- _WHAT TO PRODUCE_
Put all the material below into a CSV with two columns, "input" and "output". Give one row for each set of directions and the answer recorded for it, with every field in double quotes and line breaks turned into spaces.

[Items from a data source]

[BEGIN]

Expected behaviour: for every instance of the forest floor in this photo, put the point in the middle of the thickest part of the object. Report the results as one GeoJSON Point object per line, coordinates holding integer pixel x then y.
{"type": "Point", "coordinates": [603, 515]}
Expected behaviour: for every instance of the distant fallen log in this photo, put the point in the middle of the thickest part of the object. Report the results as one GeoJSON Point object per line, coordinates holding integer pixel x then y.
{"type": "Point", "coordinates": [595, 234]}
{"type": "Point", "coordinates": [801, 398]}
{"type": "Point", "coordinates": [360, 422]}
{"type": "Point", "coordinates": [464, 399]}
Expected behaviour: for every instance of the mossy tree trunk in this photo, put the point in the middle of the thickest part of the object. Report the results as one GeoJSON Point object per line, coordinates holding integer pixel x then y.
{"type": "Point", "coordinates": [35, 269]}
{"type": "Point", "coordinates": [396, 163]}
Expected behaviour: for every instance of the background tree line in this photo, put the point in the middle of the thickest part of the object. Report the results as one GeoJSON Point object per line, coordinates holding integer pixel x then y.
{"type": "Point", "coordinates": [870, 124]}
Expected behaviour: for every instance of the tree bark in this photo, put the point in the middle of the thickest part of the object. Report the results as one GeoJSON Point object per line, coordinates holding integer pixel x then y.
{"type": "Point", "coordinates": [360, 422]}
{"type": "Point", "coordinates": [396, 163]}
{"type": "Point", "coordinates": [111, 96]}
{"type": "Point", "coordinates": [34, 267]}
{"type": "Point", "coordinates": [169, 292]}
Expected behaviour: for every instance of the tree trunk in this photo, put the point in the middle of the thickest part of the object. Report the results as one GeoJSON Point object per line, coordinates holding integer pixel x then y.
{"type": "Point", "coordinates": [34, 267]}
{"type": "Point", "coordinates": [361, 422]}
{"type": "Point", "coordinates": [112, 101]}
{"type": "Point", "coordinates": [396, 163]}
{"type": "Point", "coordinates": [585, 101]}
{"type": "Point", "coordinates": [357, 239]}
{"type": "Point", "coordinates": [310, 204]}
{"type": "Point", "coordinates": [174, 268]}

[END]

- _RESULT OF THIS TASK_
input,output
"Expected behaviour: for every instance of the forest floor in this photo, put the point in the middle of the thickest part of the object. Report the results as one GeoJSON Point object per line, coordinates holding integer pixel x then y.","{""type"": ""Point"", ""coordinates"": [603, 515]}"
"Expected behaviour: for every instance of the distant fallen log in this photo, put the point in the middle of the thickest part of the object. Report the results as one GeoJSON Point object per line, coordinates holding integer pixel x then y.","{""type"": ""Point"", ""coordinates"": [595, 234]} {""type"": ""Point"", ""coordinates"": [801, 398]} {""type"": ""Point"", ""coordinates"": [360, 422]} {""type"": ""Point"", ""coordinates"": [464, 399]}"
"Expected behaviour: for every instance of the mossy tree trunk in this photo, put the point in the middle of the thickest part of the object. Report the results as one GeoJSON Point object per line, coordinates holding integer pixel x then y.","{""type"": ""Point"", ""coordinates"": [35, 269]} {""type"": ""Point"", ""coordinates"": [396, 163]}"
"Expected behaviour: for every instance of the background tree line in this photo, put the point in the middle of the thickest part of the object. Report the results as one GeoJSON Point object per line, coordinates holding integer pixel x then y.","{""type"": ""Point"", ""coordinates"": [870, 124]}"
"Expected behaviour: for every instance of the tree bark in this photo, put the point in the middle of the thickest part of the object. Report the results as one GeoJSON Point object per line, coordinates holding integer pixel x then y.","{""type"": ""Point"", ""coordinates"": [360, 422]} {""type"": ""Point"", ""coordinates"": [396, 163]} {""type"": ""Point"", ""coordinates"": [111, 96]} {""type"": ""Point"", ""coordinates"": [34, 267]} {""type"": ""Point"", ""coordinates"": [169, 292]}"
"Expected behaviour: for every instance of the tree trunk in this photo, put the point in the middle of the thickest part of the object. Report the results as one GeoJSON Point object per line, coordinates holding integer pixel x then y.","{""type"": ""Point"", ""coordinates"": [34, 267]} {""type"": ""Point"", ""coordinates"": [361, 422]} {""type"": ""Point"", ""coordinates"": [112, 101]} {""type"": ""Point"", ""coordinates"": [396, 163]} {""type"": ""Point"", ""coordinates"": [585, 101]} {""type"": ""Point"", ""coordinates"": [357, 239]} {""type"": ""Point"", ""coordinates"": [310, 204]} {""type"": ""Point"", ""coordinates"": [174, 268]}"